#### WRITTEN INSTRUCTION
Copy the material below line for line, keeping every character the same.

--- START ---

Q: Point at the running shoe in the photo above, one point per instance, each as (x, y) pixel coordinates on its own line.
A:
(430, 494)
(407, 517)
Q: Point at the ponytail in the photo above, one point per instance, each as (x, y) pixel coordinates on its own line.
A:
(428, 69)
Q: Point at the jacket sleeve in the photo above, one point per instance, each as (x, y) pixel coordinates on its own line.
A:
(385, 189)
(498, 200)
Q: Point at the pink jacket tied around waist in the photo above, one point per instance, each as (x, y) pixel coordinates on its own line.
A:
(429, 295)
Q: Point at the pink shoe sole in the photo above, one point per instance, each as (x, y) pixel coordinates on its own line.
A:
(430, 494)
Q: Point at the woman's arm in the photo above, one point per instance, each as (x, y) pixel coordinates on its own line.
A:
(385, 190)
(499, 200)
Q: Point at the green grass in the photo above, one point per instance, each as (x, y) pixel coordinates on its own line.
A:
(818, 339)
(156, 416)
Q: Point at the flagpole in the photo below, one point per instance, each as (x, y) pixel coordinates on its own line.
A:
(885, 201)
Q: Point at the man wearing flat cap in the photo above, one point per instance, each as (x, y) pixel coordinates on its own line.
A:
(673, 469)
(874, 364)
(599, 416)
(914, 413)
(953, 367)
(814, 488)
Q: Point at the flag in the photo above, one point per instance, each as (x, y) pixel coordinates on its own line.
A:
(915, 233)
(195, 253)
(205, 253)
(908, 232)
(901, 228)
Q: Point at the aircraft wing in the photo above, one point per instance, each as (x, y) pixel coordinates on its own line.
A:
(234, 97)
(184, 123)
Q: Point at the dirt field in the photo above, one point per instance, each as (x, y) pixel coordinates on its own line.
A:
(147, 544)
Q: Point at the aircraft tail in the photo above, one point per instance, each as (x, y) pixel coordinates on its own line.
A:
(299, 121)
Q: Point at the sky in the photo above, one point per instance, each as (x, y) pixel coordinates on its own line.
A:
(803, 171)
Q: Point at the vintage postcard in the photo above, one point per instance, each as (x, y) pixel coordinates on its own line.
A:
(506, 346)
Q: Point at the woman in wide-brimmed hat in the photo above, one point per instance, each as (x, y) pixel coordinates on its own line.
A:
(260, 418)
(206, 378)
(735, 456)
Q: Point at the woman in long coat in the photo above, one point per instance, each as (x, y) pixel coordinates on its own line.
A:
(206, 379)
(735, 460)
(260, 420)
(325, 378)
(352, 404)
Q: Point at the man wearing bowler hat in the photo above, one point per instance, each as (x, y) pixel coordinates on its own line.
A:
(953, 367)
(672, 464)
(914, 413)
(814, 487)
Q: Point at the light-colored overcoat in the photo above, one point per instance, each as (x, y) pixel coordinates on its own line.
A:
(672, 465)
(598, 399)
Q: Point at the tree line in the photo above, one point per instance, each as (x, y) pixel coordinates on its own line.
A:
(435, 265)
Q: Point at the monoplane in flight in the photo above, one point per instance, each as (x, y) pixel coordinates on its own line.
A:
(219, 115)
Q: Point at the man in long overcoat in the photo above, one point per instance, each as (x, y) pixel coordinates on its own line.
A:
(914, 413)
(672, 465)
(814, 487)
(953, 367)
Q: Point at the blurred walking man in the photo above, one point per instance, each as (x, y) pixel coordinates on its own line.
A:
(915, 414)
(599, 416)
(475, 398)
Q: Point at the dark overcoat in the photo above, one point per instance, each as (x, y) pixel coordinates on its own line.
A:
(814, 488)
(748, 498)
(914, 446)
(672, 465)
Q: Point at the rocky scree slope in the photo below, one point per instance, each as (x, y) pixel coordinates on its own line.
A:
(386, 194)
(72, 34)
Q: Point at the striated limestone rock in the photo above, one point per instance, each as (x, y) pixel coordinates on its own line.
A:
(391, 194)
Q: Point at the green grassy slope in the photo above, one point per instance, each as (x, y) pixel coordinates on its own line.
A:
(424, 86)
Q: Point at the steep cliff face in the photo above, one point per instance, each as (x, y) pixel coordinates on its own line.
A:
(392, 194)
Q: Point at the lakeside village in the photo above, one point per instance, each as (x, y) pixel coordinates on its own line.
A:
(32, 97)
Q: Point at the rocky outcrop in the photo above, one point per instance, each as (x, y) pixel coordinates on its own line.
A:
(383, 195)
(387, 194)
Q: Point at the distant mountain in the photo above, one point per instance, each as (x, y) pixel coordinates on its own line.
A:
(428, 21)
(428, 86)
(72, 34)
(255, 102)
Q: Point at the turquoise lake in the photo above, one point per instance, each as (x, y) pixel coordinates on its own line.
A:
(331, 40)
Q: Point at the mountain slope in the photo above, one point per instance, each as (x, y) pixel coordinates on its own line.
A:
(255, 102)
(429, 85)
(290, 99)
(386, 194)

--- END ---

#### SOLUTION TO THE PROBLEM
Q: Point at the running shoe in the photo above, one point per instance, each as (x, y) pixel coordinates on its own line.
A:
(430, 494)
(407, 517)
Q: Point at the ponytail in the photo above, one point per instance, each as (x, y) pixel coordinates on its own line.
A:
(428, 69)
Q: Point at the jacket sleeve in the photo above, one point per instance, each as (x, y) pixel coordinates on its own line.
A:
(385, 189)
(498, 200)
Q: Point at the pink jacket tied around waist in the photo above, one point per instance, each as (x, y) pixel coordinates on its own line.
A:
(429, 295)
Q: Point at the pink shoe sole in the photo above, one point per instance, each as (x, y) pixel coordinates on its own line.
A:
(430, 494)
Q: Point at the woman's arm in the photo above, one point per instance, each as (x, y) pixel coordinates on its own line.
A:
(385, 190)
(499, 200)
Q: Point at the green grass in the photo above, one point per instance, each as (x, y) pixel coordinates on its own line.
A:
(818, 339)
(156, 416)
Q: Point at the flagpole in the photo below, one point per instance, each as (x, y) pixel coordinates on its own line.
A:
(885, 201)
Q: Point at the man wearing flat cap in the photo above, one point per instance, each as (x, y) pixel coordinates on its own line.
A:
(673, 469)
(874, 364)
(599, 416)
(914, 413)
(953, 367)
(814, 488)
Q: Point at the flag in the photo above, one point per instance, each as (x, y) pixel coordinates on its own line.
A:
(915, 233)
(195, 253)
(205, 253)
(908, 232)
(901, 228)
Q: Point at the aircraft wing in the photo above, one point per instance, each as (x, y) pixel coordinates on its own line.
A:
(234, 97)
(184, 123)
Q: Point at the dirt field in the photo above, one point per instance, each as (x, y) pixel coordinates on its own line.
A:
(147, 544)
Q: Point at the aircraft tail in the photo above, one point per instance, each as (x, y) pixel coordinates on its own line.
A:
(299, 121)
Q: Point at the sky in the photo above, one point per instance, each as (x, y) pixel coordinates on its own line.
A:
(803, 171)
Q: Point at the vintage postcard in the photo above, one point per instance, each as (x, y) pixel coordinates on its own line.
A:
(506, 346)
Q: Point at the woman in wide-brimmed hat in the photo above, one point per instance, each as (x, y) pixel coordinates on its own line.
A:
(260, 418)
(206, 378)
(735, 456)
Q: Point at the woman in long coat in the photo above, one point per instance, each as (x, y) pixel coordinates on its own line.
A:
(206, 379)
(735, 460)
(260, 420)
(325, 378)
(352, 404)
Q: Point at the man wearing bowler hat in the photo above, one point per instance, each as (x, y) pixel coordinates on its own line.
A:
(953, 367)
(672, 464)
(914, 413)
(814, 487)
Q: Point at the light-colored overcoat in the photo above, one point per instance, each as (x, y) pixel coordinates on its own line.
A:
(672, 465)
(598, 399)
Q: Point at the tree line in the photo above, one point per instance, each as (x, y) pixel coordinates on its own line.
A:
(435, 265)
Q: Point at the monoplane in flight in the photo above, one point per instance, each as (x, y) pixel coordinates on its own line.
A:
(219, 115)
Q: Point at the man in long overcoat in the photo above, one point per instance, each as (x, y) pixel coordinates on its own line.
A:
(914, 413)
(672, 465)
(814, 487)
(953, 367)
Q: Point at the blurred walking man in the photo above, one point per instance, each as (x, y) pixel coordinates on its own line.
A:
(915, 414)
(599, 416)
(475, 398)
Q: Point at the dark overcoat in the photo above, one point per instance, each as (x, y) pixel coordinates on its own line.
A:
(814, 488)
(748, 498)
(914, 446)
(672, 465)
Q: Point at the rocky scree slope in the photo below, one point per instance, each as (x, y) pixel coordinates on its own line.
A:
(386, 194)
(72, 34)
Q: Point at the striated limestone rock in the photo above, one point per instance, each as (x, y) pixel coordinates on its own line.
A:
(391, 194)
Q: Point at the green grassy slope in the photo above, one point per instance, each as (x, y) pixel coordinates on its own line.
A:
(424, 86)
Q: Point at the steep cliff face in the photo above, one point per instance, each as (x, y) pixel coordinates on its own line.
A:
(392, 194)
Q: Point at the lakeside village in the photo above, one point per instance, each as (x, y) pixel coordinates on its own line.
A:
(32, 97)
Q: Point at the rocky outcrop in the photo above, one point per instance, each as (x, y) pixel coordinates on its own line.
A:
(383, 195)
(387, 194)
Q: Point at the distant mountain in the photo above, one point per instance, each as (x, y) pixel coordinates on its own line.
A:
(428, 21)
(428, 86)
(72, 34)
(255, 102)
Q: Point at the turquoise lake in the photo above, one point per instance, each as (x, y) pixel coordinates on its own line.
A:
(331, 40)
Q: Point at the mountain slope in the photo above, one point per instance, each as (x, y) pixel coordinates on its own line.
A:
(255, 102)
(429, 85)
(290, 99)
(386, 194)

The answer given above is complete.